DATA FOR THE TASK section start

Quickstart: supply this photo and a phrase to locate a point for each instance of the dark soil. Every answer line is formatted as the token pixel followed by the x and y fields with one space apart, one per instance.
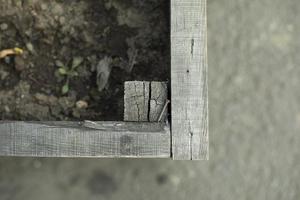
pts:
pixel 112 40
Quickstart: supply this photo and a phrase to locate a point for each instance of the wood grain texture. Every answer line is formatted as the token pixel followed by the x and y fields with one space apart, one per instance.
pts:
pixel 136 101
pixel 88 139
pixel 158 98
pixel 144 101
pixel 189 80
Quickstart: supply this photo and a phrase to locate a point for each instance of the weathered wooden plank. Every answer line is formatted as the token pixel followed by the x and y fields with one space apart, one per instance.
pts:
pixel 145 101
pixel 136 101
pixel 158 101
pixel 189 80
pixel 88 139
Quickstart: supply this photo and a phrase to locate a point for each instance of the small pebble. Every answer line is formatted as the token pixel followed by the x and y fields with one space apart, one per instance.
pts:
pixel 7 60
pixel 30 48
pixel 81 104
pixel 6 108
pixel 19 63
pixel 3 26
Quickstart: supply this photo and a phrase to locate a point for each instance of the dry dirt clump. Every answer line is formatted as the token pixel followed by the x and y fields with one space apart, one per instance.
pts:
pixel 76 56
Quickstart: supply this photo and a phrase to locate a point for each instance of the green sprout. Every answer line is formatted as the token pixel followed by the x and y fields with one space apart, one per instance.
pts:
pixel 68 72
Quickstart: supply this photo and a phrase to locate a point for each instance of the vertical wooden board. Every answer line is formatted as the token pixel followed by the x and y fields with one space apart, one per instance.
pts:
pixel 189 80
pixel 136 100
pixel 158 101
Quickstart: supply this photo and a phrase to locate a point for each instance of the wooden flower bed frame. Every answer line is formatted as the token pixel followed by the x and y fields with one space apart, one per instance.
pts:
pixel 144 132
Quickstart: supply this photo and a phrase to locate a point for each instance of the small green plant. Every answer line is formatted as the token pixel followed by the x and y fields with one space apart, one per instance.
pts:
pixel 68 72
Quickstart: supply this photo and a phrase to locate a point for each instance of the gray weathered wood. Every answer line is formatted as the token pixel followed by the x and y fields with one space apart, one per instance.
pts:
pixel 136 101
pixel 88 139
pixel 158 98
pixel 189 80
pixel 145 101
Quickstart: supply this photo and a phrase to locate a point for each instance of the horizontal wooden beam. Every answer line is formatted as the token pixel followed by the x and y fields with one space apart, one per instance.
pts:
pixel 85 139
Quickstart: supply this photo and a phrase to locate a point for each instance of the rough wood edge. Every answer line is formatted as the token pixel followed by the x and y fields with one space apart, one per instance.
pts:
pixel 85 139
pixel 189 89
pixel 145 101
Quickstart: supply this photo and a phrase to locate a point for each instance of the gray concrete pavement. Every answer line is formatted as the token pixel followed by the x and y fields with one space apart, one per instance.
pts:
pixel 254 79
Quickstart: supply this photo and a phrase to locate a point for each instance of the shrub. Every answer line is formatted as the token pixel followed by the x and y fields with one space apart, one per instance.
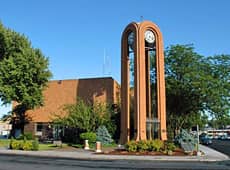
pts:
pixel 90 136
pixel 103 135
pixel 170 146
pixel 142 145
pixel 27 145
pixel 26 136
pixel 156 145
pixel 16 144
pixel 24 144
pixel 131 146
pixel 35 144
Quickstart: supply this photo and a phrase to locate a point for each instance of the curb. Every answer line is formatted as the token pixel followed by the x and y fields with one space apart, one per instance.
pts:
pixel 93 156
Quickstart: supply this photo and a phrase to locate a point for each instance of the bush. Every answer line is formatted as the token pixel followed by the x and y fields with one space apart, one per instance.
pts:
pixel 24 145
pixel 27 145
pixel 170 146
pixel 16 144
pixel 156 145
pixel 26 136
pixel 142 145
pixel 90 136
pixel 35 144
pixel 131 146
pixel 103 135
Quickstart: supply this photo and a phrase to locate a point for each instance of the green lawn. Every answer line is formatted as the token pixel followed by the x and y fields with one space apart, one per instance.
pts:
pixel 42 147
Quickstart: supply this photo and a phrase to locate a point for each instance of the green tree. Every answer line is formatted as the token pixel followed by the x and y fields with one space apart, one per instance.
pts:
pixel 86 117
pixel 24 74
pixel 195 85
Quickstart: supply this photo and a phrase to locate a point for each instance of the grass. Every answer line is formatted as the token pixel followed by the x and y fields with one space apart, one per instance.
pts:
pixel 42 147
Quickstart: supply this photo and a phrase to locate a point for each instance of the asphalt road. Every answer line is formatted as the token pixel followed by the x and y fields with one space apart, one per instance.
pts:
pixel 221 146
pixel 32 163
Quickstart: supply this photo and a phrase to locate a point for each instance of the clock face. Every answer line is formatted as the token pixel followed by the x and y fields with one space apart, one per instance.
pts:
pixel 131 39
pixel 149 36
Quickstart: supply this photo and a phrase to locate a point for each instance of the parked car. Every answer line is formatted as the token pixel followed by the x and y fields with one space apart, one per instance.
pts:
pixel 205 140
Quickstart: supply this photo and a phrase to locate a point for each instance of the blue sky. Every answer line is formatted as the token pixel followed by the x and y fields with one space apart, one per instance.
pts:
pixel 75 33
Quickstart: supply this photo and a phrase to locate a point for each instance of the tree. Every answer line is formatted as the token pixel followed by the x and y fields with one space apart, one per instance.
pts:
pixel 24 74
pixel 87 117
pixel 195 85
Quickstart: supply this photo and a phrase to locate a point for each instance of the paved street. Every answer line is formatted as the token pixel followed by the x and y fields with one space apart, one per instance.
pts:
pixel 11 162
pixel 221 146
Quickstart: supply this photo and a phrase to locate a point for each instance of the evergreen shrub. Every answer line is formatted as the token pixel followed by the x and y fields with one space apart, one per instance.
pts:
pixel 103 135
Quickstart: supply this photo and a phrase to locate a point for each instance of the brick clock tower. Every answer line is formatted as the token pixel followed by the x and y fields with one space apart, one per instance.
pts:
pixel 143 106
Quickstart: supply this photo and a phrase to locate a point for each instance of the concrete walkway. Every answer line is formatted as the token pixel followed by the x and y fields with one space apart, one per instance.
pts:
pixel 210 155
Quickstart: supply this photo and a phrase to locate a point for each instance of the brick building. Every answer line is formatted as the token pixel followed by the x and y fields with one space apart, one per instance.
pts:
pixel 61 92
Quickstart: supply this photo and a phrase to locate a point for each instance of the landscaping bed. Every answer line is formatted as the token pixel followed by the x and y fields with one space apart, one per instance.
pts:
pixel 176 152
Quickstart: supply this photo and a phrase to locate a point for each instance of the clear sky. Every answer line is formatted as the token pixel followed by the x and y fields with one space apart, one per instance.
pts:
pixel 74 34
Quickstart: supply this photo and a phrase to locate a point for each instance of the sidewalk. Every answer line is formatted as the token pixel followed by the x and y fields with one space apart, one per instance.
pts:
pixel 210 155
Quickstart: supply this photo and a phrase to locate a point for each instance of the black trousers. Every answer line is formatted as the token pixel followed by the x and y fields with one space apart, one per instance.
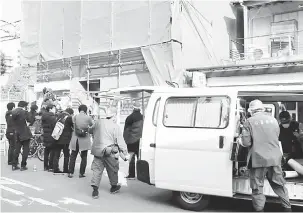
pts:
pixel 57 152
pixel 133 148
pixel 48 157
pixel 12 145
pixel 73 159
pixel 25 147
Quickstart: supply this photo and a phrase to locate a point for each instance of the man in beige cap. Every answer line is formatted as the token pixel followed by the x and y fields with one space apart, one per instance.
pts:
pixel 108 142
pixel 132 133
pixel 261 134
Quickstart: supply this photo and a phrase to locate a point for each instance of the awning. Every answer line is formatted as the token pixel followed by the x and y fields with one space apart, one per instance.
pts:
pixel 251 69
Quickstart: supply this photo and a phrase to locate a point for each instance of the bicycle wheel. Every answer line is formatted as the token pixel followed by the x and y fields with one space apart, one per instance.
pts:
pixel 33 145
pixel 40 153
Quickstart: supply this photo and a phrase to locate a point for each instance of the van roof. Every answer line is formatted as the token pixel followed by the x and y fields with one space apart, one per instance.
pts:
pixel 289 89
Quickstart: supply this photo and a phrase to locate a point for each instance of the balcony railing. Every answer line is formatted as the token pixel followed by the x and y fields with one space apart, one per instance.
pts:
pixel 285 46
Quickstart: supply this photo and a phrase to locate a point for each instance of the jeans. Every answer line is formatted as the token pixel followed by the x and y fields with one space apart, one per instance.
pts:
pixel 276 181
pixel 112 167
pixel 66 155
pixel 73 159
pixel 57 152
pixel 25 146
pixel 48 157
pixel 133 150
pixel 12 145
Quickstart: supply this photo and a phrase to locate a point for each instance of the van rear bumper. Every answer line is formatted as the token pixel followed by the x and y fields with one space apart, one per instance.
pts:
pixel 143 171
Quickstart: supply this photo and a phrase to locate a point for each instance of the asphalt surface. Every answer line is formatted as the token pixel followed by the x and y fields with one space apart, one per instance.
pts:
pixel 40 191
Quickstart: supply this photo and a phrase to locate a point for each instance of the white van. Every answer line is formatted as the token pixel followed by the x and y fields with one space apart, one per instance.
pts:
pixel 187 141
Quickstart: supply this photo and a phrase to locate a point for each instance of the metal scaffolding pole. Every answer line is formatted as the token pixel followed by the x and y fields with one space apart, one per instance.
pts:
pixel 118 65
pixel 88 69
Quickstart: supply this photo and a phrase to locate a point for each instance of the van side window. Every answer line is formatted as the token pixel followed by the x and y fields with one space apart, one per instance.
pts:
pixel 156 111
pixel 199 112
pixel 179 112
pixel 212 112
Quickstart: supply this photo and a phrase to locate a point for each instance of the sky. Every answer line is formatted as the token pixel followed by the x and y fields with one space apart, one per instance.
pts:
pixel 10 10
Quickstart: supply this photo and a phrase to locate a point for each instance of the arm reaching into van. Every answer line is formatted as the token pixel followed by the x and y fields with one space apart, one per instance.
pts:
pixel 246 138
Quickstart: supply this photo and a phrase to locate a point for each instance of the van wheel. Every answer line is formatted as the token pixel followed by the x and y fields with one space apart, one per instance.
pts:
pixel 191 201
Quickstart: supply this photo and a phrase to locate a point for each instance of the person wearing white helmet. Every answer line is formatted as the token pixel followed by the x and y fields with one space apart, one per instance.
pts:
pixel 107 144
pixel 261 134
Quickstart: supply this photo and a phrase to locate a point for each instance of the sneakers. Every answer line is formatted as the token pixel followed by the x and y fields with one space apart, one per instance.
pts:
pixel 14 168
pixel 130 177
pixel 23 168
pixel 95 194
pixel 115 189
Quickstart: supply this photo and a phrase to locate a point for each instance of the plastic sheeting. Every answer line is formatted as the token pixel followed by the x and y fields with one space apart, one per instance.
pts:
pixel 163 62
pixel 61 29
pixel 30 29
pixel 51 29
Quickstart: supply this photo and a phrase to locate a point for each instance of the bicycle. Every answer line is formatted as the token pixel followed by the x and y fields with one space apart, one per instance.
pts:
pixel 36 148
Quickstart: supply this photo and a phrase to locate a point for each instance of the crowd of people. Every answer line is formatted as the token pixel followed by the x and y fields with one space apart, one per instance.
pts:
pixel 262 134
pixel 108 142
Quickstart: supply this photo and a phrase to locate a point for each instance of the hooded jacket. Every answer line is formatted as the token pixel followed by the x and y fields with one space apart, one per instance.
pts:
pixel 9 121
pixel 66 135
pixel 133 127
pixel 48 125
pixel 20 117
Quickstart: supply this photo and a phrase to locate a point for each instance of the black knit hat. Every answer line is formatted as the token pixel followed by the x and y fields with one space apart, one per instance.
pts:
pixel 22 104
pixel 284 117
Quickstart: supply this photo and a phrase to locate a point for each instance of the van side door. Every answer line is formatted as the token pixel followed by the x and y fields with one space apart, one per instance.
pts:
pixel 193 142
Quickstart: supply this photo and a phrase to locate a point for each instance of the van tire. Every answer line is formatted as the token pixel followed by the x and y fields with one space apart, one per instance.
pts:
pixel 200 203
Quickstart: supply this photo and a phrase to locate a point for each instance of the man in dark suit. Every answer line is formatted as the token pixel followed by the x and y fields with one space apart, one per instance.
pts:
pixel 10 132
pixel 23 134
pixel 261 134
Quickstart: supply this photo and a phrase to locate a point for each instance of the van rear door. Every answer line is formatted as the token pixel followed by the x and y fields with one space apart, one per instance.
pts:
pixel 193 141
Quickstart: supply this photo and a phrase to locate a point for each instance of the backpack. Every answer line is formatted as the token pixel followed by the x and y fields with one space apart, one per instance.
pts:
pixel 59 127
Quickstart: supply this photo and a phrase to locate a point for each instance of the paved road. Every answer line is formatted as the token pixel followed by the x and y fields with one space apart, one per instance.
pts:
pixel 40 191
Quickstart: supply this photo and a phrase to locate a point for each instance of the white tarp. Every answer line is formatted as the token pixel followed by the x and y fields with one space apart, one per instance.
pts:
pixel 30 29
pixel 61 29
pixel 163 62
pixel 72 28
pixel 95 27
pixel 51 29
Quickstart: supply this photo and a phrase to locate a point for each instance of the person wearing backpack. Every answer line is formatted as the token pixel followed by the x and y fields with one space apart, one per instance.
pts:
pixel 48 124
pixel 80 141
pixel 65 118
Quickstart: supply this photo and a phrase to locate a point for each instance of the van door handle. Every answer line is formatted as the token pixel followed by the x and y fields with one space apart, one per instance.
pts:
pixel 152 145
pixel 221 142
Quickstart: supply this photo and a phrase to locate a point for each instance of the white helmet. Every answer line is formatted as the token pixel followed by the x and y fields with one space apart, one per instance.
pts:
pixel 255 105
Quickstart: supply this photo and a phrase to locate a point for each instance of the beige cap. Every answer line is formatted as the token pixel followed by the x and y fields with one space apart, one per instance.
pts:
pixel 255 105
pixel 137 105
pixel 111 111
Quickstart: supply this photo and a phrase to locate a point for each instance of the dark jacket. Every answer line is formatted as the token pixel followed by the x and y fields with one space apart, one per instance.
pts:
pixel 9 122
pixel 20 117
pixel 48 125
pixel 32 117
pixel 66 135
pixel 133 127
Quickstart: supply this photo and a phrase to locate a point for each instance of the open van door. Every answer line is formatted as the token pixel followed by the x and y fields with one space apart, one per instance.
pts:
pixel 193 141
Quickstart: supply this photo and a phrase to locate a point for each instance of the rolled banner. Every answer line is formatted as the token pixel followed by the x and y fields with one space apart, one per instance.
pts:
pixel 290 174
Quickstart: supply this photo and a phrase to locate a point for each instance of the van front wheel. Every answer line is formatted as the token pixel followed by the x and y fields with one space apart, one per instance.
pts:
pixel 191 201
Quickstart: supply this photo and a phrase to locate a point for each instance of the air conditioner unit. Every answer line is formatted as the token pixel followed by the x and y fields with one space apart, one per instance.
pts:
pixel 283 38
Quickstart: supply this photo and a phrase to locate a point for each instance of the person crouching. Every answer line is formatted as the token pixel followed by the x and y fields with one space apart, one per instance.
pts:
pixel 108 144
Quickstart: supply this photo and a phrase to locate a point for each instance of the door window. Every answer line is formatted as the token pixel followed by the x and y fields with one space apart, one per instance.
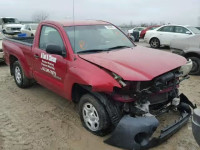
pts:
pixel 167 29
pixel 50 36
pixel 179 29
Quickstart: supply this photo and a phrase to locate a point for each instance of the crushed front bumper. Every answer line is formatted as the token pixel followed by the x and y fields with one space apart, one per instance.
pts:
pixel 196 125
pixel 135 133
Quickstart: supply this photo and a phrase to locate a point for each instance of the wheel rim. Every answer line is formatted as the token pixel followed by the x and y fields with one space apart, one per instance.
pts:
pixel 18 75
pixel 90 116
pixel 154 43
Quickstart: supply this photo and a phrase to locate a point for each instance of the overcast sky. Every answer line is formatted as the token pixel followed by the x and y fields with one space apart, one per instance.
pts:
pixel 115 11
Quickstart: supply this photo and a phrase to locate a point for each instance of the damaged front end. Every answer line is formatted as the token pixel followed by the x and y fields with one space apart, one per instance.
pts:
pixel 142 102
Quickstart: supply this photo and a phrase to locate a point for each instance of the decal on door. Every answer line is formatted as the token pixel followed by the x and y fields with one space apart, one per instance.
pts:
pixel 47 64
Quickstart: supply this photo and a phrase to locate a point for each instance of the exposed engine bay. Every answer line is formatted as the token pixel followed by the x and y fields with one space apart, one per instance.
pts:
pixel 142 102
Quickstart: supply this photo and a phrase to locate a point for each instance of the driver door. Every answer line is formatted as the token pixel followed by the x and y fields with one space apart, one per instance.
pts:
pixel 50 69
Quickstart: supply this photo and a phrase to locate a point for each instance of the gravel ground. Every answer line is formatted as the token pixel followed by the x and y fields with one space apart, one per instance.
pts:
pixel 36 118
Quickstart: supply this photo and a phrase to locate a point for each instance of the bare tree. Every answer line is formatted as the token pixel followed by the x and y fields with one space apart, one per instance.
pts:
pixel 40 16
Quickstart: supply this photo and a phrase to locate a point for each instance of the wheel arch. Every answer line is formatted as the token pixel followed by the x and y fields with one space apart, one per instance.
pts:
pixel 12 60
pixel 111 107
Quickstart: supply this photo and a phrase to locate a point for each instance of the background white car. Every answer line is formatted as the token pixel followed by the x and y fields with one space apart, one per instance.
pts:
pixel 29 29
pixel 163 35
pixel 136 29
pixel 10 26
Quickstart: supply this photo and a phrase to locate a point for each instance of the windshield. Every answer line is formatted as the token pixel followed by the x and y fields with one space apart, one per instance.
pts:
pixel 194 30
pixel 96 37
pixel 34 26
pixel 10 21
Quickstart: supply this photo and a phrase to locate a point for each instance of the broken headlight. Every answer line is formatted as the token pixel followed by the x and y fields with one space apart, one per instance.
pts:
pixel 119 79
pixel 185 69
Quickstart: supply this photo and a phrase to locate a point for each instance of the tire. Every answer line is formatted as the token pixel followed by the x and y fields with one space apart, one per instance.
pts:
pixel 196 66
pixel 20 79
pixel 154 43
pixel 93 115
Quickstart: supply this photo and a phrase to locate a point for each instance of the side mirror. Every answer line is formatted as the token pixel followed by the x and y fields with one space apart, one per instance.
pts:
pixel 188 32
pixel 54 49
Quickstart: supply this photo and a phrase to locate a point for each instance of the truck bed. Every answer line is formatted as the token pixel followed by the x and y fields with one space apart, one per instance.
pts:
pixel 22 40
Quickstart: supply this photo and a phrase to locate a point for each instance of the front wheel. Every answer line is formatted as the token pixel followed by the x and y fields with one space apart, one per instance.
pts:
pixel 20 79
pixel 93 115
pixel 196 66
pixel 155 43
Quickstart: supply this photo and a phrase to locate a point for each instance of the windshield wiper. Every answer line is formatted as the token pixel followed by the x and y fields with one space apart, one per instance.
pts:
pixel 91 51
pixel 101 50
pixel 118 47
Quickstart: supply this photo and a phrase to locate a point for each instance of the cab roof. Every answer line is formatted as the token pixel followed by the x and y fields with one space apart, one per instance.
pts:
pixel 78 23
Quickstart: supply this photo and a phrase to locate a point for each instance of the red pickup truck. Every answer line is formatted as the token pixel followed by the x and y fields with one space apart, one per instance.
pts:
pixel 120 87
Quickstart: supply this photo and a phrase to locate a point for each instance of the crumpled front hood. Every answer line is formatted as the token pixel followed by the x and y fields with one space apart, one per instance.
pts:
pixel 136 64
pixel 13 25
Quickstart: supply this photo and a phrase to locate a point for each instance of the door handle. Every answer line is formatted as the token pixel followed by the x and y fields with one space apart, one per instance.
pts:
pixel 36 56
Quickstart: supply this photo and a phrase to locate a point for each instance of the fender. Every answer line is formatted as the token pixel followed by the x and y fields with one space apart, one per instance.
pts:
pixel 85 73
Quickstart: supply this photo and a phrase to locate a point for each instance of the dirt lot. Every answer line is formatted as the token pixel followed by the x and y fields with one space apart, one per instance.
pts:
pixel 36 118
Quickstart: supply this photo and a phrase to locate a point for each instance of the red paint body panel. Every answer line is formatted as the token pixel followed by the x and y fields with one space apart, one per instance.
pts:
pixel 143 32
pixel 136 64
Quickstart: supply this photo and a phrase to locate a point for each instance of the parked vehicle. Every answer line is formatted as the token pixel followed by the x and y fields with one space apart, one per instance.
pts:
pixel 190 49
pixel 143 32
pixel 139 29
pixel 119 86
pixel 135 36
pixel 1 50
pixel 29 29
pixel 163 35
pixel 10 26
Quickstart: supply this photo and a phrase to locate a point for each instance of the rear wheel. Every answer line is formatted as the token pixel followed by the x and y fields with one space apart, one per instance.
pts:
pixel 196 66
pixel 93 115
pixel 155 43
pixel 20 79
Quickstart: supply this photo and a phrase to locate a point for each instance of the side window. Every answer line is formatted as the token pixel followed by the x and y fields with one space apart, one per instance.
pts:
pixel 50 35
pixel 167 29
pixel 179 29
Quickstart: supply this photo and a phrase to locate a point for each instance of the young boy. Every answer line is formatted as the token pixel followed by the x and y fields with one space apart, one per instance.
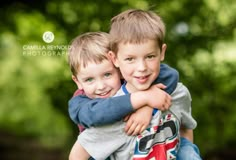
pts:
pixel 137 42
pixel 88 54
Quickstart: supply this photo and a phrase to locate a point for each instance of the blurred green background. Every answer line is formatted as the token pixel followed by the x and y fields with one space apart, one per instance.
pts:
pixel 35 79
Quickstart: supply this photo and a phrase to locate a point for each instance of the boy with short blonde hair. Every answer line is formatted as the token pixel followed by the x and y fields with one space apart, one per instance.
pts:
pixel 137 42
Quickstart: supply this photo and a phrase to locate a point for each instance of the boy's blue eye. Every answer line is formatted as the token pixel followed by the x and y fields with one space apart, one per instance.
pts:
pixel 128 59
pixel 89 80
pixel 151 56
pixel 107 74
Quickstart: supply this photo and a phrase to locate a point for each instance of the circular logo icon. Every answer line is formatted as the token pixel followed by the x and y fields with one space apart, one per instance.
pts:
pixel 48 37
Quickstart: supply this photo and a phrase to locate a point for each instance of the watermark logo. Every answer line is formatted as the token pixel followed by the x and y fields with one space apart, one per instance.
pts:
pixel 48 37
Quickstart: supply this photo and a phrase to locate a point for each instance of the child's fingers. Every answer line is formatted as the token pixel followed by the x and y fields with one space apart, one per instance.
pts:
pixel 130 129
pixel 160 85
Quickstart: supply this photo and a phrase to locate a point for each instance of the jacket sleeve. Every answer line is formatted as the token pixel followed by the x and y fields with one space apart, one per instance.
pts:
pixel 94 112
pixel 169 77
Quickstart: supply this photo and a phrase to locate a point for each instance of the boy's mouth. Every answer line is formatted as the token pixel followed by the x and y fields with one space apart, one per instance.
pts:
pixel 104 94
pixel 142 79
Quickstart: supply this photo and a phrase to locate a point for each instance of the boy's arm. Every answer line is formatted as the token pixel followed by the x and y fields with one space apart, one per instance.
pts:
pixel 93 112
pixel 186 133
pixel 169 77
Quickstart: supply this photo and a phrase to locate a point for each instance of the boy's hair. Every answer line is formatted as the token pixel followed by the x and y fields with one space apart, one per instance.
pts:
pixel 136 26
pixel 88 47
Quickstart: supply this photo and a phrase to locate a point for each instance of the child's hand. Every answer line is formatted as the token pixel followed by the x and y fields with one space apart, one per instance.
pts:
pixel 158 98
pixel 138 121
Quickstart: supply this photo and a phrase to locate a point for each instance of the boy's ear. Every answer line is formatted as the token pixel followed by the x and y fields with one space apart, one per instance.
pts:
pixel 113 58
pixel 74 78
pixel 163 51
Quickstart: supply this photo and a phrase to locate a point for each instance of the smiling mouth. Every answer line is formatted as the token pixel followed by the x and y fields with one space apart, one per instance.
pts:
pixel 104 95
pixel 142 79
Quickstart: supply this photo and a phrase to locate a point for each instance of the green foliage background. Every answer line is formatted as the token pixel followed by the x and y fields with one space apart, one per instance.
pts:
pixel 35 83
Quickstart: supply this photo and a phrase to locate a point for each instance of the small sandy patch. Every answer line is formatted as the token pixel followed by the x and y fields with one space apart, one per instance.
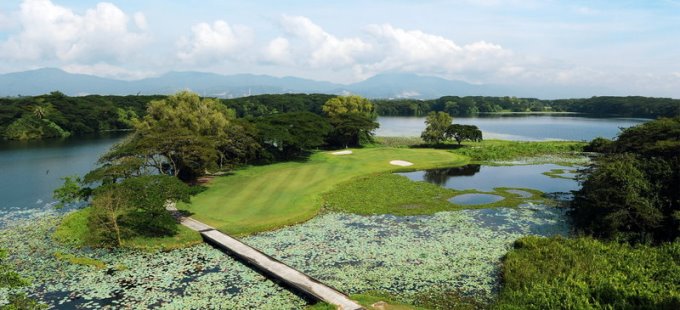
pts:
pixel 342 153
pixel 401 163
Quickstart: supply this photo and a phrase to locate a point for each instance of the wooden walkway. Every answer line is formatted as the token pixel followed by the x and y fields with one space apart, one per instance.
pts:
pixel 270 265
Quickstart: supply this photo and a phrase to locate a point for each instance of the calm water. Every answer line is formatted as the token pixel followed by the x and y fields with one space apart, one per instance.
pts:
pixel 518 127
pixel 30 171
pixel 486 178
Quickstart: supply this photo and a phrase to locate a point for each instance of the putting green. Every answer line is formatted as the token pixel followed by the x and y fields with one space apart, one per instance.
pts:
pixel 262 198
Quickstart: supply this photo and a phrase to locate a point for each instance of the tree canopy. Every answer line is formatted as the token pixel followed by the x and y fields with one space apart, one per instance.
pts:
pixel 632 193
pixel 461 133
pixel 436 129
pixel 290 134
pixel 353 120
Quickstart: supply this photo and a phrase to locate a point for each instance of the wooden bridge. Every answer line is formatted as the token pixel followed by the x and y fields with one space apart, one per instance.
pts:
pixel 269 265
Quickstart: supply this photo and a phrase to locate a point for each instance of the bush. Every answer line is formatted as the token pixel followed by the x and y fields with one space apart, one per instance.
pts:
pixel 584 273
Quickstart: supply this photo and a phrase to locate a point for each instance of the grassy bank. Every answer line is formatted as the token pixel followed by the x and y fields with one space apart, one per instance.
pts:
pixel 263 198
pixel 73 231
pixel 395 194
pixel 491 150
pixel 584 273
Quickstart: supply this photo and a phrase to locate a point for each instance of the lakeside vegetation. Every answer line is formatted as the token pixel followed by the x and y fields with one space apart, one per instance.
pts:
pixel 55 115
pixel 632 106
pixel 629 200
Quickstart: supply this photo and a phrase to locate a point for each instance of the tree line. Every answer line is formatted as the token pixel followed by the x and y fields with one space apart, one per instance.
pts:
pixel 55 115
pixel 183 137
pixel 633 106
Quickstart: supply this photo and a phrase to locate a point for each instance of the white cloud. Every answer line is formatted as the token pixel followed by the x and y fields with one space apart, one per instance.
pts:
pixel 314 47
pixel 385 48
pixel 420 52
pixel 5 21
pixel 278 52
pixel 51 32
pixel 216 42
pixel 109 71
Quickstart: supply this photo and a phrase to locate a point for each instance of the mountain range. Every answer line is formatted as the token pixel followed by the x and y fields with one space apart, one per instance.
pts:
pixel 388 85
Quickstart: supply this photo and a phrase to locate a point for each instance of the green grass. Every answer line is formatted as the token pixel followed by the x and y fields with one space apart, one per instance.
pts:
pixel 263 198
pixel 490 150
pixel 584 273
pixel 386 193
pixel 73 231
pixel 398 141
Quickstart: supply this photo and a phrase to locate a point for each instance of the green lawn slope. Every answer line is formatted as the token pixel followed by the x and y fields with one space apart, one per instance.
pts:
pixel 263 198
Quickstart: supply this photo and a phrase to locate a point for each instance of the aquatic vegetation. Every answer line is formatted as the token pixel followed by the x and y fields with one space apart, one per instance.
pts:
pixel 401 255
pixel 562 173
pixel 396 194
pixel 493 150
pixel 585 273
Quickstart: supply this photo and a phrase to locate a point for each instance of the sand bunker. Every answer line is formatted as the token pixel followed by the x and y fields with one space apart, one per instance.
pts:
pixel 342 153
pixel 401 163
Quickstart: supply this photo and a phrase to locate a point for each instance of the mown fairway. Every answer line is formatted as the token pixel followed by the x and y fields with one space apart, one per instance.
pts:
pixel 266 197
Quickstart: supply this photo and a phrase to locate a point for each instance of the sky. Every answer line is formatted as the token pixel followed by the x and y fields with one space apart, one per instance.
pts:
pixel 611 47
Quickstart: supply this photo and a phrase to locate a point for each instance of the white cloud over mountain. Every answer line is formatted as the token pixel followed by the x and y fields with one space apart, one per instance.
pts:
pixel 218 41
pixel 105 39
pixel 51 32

DATA FOR THE TASK section end

◆ TASK ◆
Reading through the records above, report each line in which the string "parked" is found.

◆ FINISHED TASK ◆
Quickstart: supply this photo and a phrase to locate a point for each instance of the parked car. Every answer line is formatted as the token pixel followed by the x and y fields with one space apart, one per instance.
Quickstart: supply this photo and a phrase to locate a point for each instance of the parked vehicle. Every answer line is formatted as the token pixel followed by the x and y fields with one space apart, one per instance.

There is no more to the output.